PROBLEM STATEMENT ▸
Reproduce the lines from the one containing "Batch processing job — object class: stone" through the one containing "0 357 700 525", including both of those lines.

Bounding box annotation entries
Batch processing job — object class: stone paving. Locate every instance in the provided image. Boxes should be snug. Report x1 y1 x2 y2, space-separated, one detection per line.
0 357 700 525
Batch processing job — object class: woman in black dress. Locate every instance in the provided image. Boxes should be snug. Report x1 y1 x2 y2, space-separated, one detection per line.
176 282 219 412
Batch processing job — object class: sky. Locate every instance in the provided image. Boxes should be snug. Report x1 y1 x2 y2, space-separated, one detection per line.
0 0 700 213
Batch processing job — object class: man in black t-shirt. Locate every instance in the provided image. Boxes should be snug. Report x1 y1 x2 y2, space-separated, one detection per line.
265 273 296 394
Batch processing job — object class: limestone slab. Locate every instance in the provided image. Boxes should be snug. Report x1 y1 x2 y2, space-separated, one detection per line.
==
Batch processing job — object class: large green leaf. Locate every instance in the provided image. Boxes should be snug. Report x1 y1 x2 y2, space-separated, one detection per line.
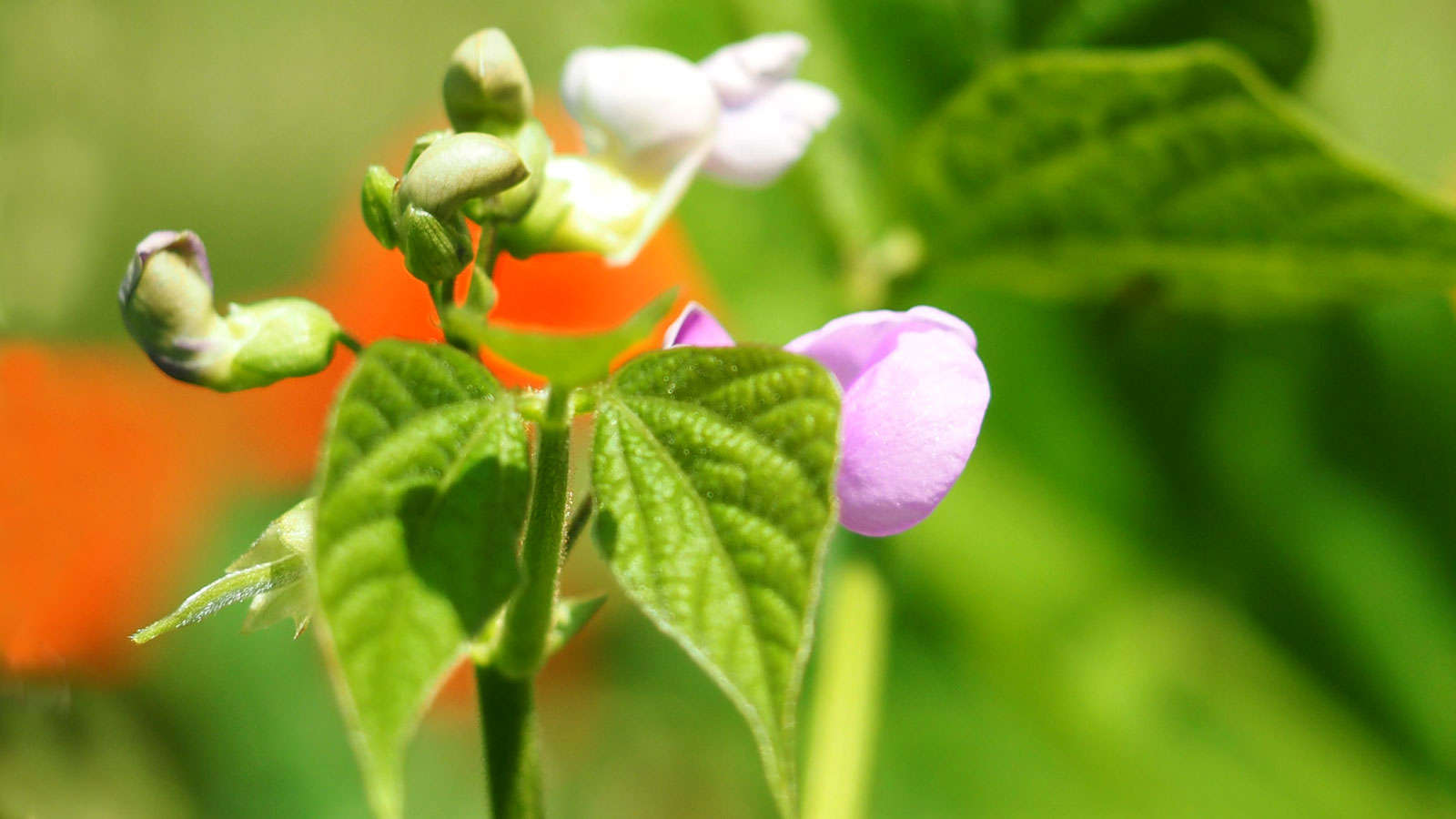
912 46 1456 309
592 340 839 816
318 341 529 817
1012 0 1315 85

ANSWER FOR THIS EXERCISE ▸
Batch processing job — object class: stone paving. Locate every instance in the provided image. Boxes should be snug. Report x1 y1 x2 y2, space-separated, one detection per line.
0 357 700 525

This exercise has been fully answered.